What you will do
Could you print every record below exactly as written?

(Items listed in a dataset)
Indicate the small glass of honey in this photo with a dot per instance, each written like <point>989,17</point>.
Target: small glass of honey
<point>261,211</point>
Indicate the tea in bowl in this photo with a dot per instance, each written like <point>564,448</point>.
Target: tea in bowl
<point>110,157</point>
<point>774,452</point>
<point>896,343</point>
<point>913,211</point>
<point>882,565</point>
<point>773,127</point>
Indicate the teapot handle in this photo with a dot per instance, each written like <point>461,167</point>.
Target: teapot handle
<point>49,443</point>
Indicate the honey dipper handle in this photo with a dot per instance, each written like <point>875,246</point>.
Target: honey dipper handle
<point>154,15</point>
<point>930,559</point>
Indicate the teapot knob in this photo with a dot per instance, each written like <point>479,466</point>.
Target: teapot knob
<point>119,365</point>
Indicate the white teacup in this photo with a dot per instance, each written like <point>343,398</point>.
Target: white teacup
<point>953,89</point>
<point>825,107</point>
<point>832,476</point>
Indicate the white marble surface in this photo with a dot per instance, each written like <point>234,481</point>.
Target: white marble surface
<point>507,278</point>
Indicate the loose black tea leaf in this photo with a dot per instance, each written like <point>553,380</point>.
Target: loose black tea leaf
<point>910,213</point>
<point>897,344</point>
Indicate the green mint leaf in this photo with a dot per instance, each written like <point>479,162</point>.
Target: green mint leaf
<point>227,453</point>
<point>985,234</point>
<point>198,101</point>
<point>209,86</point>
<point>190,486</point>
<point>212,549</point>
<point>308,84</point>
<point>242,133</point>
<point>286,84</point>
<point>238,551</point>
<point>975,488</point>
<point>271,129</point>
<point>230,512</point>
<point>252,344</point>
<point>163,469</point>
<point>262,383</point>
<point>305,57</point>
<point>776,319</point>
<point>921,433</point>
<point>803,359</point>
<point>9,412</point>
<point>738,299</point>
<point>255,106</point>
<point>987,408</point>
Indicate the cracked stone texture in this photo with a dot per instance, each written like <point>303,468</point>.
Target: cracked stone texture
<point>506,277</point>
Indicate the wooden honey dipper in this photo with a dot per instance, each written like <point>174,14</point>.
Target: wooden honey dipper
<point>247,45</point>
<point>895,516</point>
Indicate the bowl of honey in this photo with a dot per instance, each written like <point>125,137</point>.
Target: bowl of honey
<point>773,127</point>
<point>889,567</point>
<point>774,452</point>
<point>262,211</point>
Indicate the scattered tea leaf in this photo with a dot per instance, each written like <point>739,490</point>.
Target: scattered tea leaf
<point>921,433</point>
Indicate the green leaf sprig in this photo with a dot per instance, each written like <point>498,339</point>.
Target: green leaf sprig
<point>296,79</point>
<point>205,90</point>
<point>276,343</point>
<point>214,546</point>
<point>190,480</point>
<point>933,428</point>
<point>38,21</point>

Answer
Indicate the small glass of honey in this photo with a dot per instance, each written like <point>989,17</point>.
Target: small glass of honey
<point>261,211</point>
Indicate the tea in bowl in this photo with a dot per instance, each written like <point>564,448</point>.
Target: tea in bowl
<point>110,157</point>
<point>774,452</point>
<point>896,343</point>
<point>913,211</point>
<point>882,565</point>
<point>773,127</point>
Indicate the teapot handle in this photo with a dot per instance, each written like <point>461,167</point>.
Target: teapot handle
<point>49,443</point>
Indicate the honey dipper handle in this photo with a dot per instance, each written like <point>875,246</point>.
Target: honey dipper handle
<point>154,15</point>
<point>930,559</point>
Indicate the teapot knob in this photo with a dot per instance, each written like <point>479,466</point>.
Target: teapot knob
<point>119,365</point>
Indicate the white teacup in this photo with a dot per instance, each written like <point>343,398</point>.
Target: white teacup
<point>953,89</point>
<point>825,107</point>
<point>832,476</point>
Indicate the white marble surface in this photo with a dot per instance, each written like <point>234,481</point>.
Target: white marble surface
<point>507,278</point>
Indicate the loose black tea leaf in this photo with a dot per instance, each written like <point>553,380</point>.
Target: loose black tea leaf
<point>910,213</point>
<point>897,344</point>
Indicate the green mint leaf in this photo with a dot per instance, each written like <point>479,162</point>.
Target: green mint leaf
<point>227,453</point>
<point>985,234</point>
<point>198,101</point>
<point>209,86</point>
<point>190,486</point>
<point>212,549</point>
<point>308,84</point>
<point>242,133</point>
<point>286,84</point>
<point>238,551</point>
<point>975,488</point>
<point>271,129</point>
<point>230,512</point>
<point>252,344</point>
<point>163,469</point>
<point>262,383</point>
<point>305,57</point>
<point>776,319</point>
<point>921,433</point>
<point>803,359</point>
<point>9,412</point>
<point>738,299</point>
<point>255,106</point>
<point>987,408</point>
Indicate the cracked stone texture in this photo with a dot per instance, each written like <point>303,468</point>.
Target: cracked stone texture
<point>506,277</point>
Indicate the wooden honey dipper in this photo with a dot per instance, each written like <point>174,14</point>.
Target: wooden honey dipper
<point>247,45</point>
<point>895,516</point>
Indicate the bowl of honey in this photo with a dot per instance, each written like <point>125,137</point>.
Target: bowl of honey
<point>773,127</point>
<point>889,567</point>
<point>774,452</point>
<point>262,211</point>
Indicate the scattered tea leaf in this photo with a dot per instance, each written like <point>739,490</point>.
Target: scattered tea leaf
<point>921,433</point>
Indicate the green leaf sprig in this photo with a dot per instance, each written like <point>498,339</point>.
Target: green leaf sprig
<point>296,79</point>
<point>205,90</point>
<point>276,343</point>
<point>214,546</point>
<point>190,480</point>
<point>933,428</point>
<point>38,21</point>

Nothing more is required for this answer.